Task statement: From the first line to the last, restate every record word for word, leaving out the pictures.

[[ The data, beginning ]]

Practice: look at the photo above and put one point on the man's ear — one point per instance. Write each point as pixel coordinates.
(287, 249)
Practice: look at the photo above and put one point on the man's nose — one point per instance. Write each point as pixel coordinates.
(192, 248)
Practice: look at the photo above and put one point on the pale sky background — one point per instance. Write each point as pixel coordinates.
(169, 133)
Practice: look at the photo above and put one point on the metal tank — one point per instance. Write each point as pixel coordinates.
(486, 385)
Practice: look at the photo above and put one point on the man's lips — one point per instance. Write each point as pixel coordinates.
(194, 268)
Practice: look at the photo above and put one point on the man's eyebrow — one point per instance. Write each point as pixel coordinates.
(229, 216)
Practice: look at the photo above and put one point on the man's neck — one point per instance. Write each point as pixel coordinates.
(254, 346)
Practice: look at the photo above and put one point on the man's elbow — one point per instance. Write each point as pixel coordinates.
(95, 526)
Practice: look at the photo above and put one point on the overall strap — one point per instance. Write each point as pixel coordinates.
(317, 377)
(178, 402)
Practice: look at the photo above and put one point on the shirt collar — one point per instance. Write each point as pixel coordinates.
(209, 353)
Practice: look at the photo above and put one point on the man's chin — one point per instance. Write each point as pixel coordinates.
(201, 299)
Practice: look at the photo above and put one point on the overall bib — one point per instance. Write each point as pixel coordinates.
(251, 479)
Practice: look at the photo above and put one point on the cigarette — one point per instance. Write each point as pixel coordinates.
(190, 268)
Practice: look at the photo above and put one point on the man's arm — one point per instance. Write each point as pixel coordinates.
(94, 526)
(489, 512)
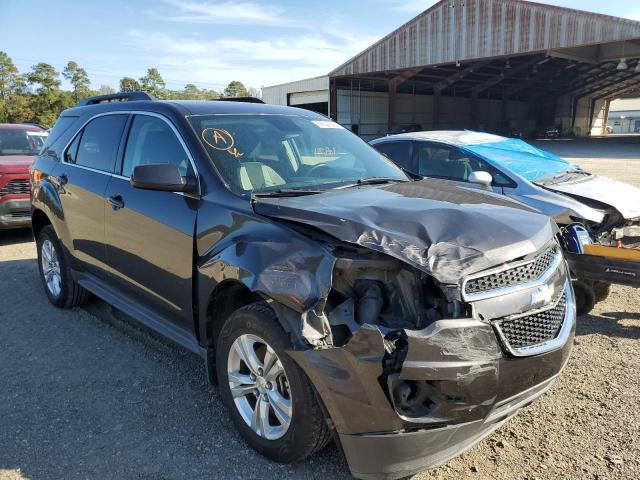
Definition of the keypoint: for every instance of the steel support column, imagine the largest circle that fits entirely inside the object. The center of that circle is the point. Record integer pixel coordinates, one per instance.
(333, 100)
(391, 122)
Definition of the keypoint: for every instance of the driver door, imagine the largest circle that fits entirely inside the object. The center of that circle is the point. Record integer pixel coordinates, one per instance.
(447, 162)
(149, 234)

[[ The data, end ]]

Response box:
Practice: look at the photo above and put one point on the man's ear — one point per instance. Write each point as pixel coordinates.
(287, 249)
Practice: look at the photo above and put one point on the man's nose — one point per instance. Write each point as pixel coordinates.
(192, 248)
Practice: look at the photo above and put one point on the pale sky background — one point per instance. Write each point as pixel coordinates.
(169, 133)
Practice: look at the photo above and put one point on the metal tank — one point per instance. Write each point as pixel coordinates.
(486, 385)
Practice: look at the photo above and put one point on the man's lips — one point per instance. Write each point as pixel coordinates.
(194, 268)
Practice: look at the photo above and put one point on the man's eyebrow — one point per instance. Write each point as pixel coordinates.
(229, 216)
Practice: look at the photo above and put one point on the man's neck — one point per instance. Write each point as pixel coordinates.
(254, 346)
Practice: look at the photo above and put one point on the man's elbow — one point per instance. Write each point as pixel coordinates.
(95, 526)
Practice: look at the photo above and put one point on the overall strap — one point per instance. Write each point as pixel coordinates.
(317, 377)
(178, 402)
Practice: look at the photo above and put one point on the shirt collar — one point per instance. Write each point as pixel coordinates.
(209, 353)
Practice: look at the photo above and put one point on the man's chin — one point per instance. Write each point as pixel coordinates.
(201, 299)
Practice: look at the photo above and put one point on the overall bib — one point per instance. Write each point as pixel coordinates.
(251, 479)
Practice: look at the photo above and put one point on the cigarette — one point per instance. Write each point as pixel coordinates.
(190, 268)
Practice: look at the photo above and put one point on the man's arm — one point per instance. Write each point as pixel coordinates.
(94, 526)
(489, 512)
Definition of the keypoint: for every instance of the steel support column, imagine the largest circle that fits entirely inside the object. The center of that circle is the point. Record integer pixel coordinates, one per instance.
(333, 100)
(391, 122)
Definition of the keypoint: for every instance of the driver door, imagine the largest circle that fits entirely inside the object. The center of that circle is the point. Record integer pixel coordinates, one per instance.
(447, 162)
(149, 234)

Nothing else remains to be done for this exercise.